(Pointing dataset excerpts)
____________

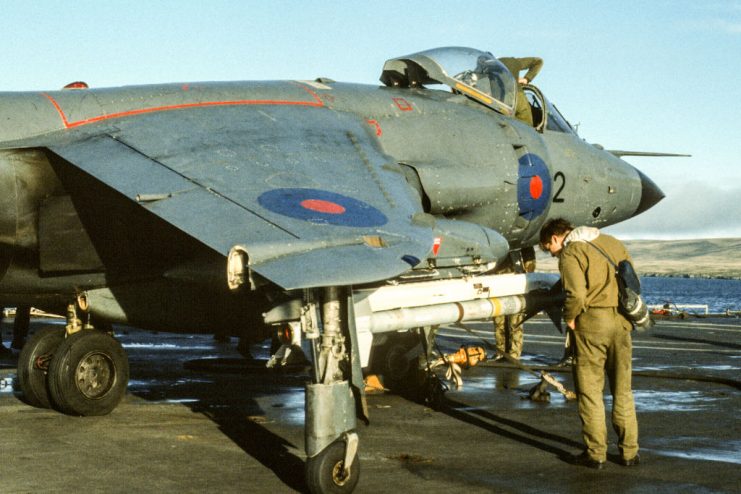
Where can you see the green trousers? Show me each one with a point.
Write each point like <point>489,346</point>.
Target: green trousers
<point>604,346</point>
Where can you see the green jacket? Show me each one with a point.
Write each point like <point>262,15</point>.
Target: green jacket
<point>588,278</point>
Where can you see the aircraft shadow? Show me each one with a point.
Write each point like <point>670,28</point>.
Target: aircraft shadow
<point>722,344</point>
<point>227,395</point>
<point>263,445</point>
<point>510,429</point>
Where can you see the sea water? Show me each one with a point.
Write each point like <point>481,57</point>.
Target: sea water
<point>718,294</point>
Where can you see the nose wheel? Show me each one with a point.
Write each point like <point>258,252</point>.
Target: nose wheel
<point>331,472</point>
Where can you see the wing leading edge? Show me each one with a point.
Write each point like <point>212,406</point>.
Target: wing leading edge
<point>311,201</point>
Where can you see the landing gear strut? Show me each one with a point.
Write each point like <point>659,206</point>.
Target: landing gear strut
<point>331,444</point>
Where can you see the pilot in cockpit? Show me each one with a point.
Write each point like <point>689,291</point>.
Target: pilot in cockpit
<point>516,65</point>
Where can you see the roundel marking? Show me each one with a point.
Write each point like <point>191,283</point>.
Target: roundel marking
<point>536,187</point>
<point>533,186</point>
<point>322,207</point>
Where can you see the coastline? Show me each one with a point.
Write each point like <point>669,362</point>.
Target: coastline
<point>697,258</point>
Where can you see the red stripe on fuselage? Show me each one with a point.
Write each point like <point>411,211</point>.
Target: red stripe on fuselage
<point>317,103</point>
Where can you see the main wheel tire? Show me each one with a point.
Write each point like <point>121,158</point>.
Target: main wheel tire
<point>33,365</point>
<point>324,472</point>
<point>88,374</point>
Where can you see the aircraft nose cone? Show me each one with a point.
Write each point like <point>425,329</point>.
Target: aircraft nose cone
<point>650,194</point>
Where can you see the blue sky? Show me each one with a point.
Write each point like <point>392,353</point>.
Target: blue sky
<point>651,76</point>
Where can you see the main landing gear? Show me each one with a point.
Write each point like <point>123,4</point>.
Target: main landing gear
<point>331,443</point>
<point>76,370</point>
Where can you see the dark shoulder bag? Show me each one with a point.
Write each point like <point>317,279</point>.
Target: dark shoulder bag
<point>630,303</point>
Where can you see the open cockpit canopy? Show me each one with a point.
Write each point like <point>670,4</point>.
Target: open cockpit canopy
<point>477,74</point>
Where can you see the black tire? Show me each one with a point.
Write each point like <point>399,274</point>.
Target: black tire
<point>88,374</point>
<point>32,378</point>
<point>391,361</point>
<point>324,471</point>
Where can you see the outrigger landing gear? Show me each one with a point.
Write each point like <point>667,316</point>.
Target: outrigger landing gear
<point>331,444</point>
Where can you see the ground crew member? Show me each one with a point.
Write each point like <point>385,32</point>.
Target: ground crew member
<point>508,331</point>
<point>516,65</point>
<point>601,336</point>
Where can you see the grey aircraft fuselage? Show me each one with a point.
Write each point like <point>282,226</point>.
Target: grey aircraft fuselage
<point>483,181</point>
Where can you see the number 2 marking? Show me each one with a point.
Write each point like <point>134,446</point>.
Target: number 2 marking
<point>557,197</point>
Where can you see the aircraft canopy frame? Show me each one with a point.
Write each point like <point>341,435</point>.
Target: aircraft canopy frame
<point>475,73</point>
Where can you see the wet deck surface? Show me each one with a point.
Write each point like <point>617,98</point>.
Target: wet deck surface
<point>238,428</point>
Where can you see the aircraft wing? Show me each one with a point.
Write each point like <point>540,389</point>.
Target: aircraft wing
<point>308,195</point>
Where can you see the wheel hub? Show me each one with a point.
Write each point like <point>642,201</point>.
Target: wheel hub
<point>339,476</point>
<point>95,375</point>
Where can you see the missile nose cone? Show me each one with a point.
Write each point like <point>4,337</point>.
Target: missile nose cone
<point>650,194</point>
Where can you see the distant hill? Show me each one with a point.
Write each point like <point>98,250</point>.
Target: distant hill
<point>702,258</point>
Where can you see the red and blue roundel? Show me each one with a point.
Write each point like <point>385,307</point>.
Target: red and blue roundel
<point>321,206</point>
<point>533,186</point>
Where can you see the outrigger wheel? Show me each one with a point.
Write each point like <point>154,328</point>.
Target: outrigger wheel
<point>326,472</point>
<point>88,374</point>
<point>33,365</point>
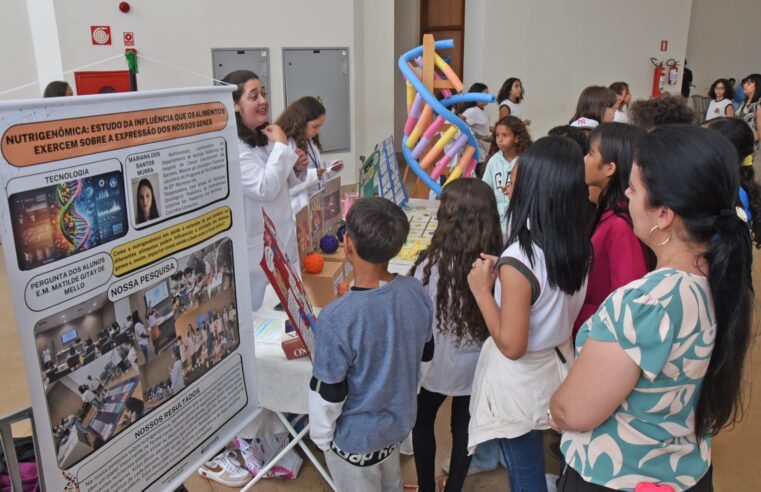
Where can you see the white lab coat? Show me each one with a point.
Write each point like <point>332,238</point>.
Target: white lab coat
<point>307,183</point>
<point>264,176</point>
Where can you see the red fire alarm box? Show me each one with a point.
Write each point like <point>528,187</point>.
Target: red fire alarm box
<point>102,82</point>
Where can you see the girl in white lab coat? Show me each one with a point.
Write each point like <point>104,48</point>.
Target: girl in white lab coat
<point>265,163</point>
<point>301,121</point>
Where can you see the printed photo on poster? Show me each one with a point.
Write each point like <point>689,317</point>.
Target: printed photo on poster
<point>106,364</point>
<point>303,233</point>
<point>64,219</point>
<point>146,198</point>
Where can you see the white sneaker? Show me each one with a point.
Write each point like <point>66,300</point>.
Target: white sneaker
<point>224,469</point>
<point>552,482</point>
<point>472,470</point>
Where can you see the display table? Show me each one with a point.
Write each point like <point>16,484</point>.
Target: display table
<point>283,388</point>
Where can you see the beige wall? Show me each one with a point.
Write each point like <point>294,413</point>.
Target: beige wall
<point>558,48</point>
<point>183,34</point>
<point>724,41</point>
<point>406,37</point>
<point>17,56</point>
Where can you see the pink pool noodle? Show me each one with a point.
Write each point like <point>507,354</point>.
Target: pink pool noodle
<point>449,155</point>
<point>427,136</point>
<point>414,114</point>
<point>471,167</point>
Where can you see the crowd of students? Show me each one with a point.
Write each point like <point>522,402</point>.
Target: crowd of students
<point>638,237</point>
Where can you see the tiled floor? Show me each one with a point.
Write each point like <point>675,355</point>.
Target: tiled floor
<point>736,466</point>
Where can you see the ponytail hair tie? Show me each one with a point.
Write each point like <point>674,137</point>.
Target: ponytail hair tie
<point>730,218</point>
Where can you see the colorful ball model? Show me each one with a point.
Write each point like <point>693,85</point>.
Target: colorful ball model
<point>343,288</point>
<point>329,244</point>
<point>313,263</point>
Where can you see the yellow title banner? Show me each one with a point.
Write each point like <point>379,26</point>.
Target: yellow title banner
<point>149,249</point>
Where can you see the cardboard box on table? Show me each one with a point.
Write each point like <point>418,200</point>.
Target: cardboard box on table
<point>322,288</point>
<point>340,256</point>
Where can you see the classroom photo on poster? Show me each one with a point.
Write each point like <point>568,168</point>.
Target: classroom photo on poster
<point>64,219</point>
<point>106,364</point>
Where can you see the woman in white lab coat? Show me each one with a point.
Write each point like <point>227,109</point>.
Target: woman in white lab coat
<point>301,121</point>
<point>265,163</point>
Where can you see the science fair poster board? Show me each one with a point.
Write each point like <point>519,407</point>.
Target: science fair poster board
<point>123,234</point>
<point>379,175</point>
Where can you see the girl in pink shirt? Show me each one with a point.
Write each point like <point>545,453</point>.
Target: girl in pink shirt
<point>619,257</point>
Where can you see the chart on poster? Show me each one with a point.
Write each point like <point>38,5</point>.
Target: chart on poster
<point>123,233</point>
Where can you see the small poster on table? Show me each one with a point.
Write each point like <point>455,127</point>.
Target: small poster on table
<point>331,206</point>
<point>287,286</point>
<point>380,174</point>
<point>316,221</point>
<point>303,233</point>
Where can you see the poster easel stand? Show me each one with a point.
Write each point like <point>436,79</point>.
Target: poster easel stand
<point>9,448</point>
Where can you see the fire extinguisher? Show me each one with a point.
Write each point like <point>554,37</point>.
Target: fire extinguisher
<point>659,77</point>
<point>673,71</point>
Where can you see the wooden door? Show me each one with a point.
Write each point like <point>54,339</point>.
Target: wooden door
<point>445,19</point>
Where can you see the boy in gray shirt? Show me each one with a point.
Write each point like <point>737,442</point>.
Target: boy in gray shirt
<point>369,345</point>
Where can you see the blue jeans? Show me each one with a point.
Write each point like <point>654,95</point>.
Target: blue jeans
<point>144,349</point>
<point>488,456</point>
<point>524,457</point>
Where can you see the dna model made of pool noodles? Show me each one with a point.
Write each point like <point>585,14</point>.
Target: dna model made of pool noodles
<point>427,116</point>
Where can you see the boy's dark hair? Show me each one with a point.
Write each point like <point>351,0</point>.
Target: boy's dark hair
<point>729,89</point>
<point>663,110</point>
<point>619,87</point>
<point>377,228</point>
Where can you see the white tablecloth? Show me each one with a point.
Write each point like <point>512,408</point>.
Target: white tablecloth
<point>283,384</point>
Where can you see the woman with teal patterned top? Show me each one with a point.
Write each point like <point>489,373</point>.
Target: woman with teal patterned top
<point>660,363</point>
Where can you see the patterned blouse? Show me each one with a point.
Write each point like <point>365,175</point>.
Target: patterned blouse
<point>665,322</point>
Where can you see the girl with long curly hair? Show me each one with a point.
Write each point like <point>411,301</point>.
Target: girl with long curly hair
<point>468,225</point>
<point>302,121</point>
<point>509,140</point>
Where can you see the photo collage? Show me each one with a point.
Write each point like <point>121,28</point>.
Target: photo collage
<point>106,364</point>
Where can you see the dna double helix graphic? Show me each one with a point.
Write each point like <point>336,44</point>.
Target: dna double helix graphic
<point>426,73</point>
<point>75,229</point>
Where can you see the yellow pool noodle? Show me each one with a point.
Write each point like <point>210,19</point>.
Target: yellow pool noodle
<point>422,124</point>
<point>456,173</point>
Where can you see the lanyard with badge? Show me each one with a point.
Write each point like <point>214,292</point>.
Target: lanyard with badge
<point>313,158</point>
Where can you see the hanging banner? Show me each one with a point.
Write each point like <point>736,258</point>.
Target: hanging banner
<point>123,235</point>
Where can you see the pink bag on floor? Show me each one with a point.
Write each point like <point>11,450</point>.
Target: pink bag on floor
<point>29,479</point>
<point>260,451</point>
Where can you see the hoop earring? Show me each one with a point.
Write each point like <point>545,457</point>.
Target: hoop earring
<point>653,229</point>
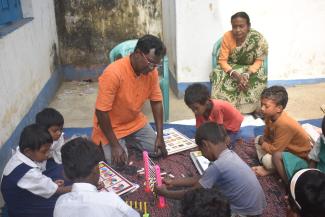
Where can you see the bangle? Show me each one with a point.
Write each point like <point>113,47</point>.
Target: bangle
<point>230,73</point>
<point>246,74</point>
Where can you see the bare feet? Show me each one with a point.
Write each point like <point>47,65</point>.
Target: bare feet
<point>322,107</point>
<point>261,171</point>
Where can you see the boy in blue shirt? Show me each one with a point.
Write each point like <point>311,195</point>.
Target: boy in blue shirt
<point>228,172</point>
<point>25,189</point>
<point>80,158</point>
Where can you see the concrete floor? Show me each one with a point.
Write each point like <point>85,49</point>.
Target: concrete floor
<point>76,100</point>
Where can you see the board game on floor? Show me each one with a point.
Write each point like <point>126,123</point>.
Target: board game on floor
<point>113,181</point>
<point>176,141</point>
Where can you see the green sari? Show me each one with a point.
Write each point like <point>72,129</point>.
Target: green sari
<point>226,88</point>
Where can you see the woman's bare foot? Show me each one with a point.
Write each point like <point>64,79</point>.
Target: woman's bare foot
<point>322,107</point>
<point>261,171</point>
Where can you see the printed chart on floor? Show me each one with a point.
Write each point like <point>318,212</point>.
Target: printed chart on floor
<point>113,181</point>
<point>176,141</point>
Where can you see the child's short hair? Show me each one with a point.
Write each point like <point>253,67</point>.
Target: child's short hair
<point>212,132</point>
<point>33,137</point>
<point>49,117</point>
<point>205,203</point>
<point>276,93</point>
<point>196,93</point>
<point>79,157</point>
<point>310,193</point>
<point>323,126</point>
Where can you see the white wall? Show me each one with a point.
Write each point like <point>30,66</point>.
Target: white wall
<point>293,29</point>
<point>26,64</point>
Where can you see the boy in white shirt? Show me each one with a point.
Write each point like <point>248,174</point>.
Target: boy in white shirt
<point>26,190</point>
<point>80,158</point>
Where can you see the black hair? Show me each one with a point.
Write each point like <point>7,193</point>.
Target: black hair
<point>276,93</point>
<point>34,137</point>
<point>212,132</point>
<point>323,126</point>
<point>196,93</point>
<point>49,117</point>
<point>79,157</point>
<point>205,203</point>
<point>148,42</point>
<point>241,14</point>
<point>310,193</point>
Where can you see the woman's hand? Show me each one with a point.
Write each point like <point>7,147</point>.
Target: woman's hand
<point>168,182</point>
<point>242,80</point>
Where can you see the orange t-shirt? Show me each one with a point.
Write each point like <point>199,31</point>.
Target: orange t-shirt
<point>286,134</point>
<point>227,45</point>
<point>122,93</point>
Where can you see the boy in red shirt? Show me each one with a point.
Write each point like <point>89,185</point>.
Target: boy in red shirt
<point>197,98</point>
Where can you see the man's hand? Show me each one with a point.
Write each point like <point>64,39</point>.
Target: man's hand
<point>119,157</point>
<point>59,182</point>
<point>261,140</point>
<point>168,182</point>
<point>161,190</point>
<point>160,145</point>
<point>100,185</point>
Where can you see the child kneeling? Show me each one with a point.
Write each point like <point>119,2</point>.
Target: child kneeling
<point>281,134</point>
<point>80,159</point>
<point>228,172</point>
<point>197,98</point>
<point>26,191</point>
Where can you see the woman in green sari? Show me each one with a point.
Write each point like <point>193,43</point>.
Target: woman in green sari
<point>240,77</point>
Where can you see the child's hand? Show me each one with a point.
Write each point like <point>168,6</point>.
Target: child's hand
<point>160,190</point>
<point>168,182</point>
<point>59,182</point>
<point>100,186</point>
<point>261,140</point>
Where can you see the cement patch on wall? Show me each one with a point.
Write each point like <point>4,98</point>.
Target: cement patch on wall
<point>88,29</point>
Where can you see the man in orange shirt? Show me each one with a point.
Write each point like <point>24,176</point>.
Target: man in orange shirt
<point>124,87</point>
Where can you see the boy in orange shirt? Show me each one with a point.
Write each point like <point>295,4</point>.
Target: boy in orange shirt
<point>197,98</point>
<point>281,133</point>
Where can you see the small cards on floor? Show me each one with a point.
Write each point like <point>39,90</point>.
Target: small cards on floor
<point>200,162</point>
<point>113,181</point>
<point>176,141</point>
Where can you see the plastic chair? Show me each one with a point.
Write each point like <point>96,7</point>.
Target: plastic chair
<point>216,51</point>
<point>127,47</point>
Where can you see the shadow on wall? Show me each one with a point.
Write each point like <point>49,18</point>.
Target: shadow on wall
<point>88,29</point>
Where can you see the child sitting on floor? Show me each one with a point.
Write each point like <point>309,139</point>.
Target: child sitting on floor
<point>307,193</point>
<point>26,191</point>
<point>197,98</point>
<point>291,163</point>
<point>80,159</point>
<point>53,121</point>
<point>281,132</point>
<point>208,202</point>
<point>228,172</point>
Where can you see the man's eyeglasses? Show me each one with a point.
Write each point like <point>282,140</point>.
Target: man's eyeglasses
<point>150,64</point>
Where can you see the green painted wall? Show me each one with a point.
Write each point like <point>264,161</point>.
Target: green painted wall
<point>88,29</point>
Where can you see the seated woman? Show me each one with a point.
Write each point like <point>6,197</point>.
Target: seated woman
<point>240,77</point>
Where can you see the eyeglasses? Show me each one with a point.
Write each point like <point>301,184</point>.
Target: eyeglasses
<point>150,64</point>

____________

PROBLEM REQUIREMENTS:
Extract the closing run of lines, starting with the one containing "Where can you see the child sitting" and ending at the last, exactly as written.

FINAL ANSWER:
Where can you see the child sitting on floor? Show me each one with a point.
Write each point like <point>309,139</point>.
Target: child sitting on floor
<point>307,193</point>
<point>26,191</point>
<point>197,98</point>
<point>291,163</point>
<point>80,159</point>
<point>53,121</point>
<point>281,132</point>
<point>208,202</point>
<point>228,172</point>
Where can you see the man's eyeglasses? Show me each one with a point.
Write each point like <point>282,140</point>.
Target: man's eyeglasses
<point>150,64</point>
Where can you see the green painted wall? Show me each one with a point.
Write each point like <point>264,161</point>.
Target: green painted wall
<point>88,29</point>
Where can you see the seated woman? Show me each one with a point.
Write each point like <point>6,197</point>.
Target: seated woman
<point>240,77</point>
Where can you see the eyeglasses? Show me each one with a point.
Write each point like <point>301,184</point>.
Target: eyeglasses
<point>150,64</point>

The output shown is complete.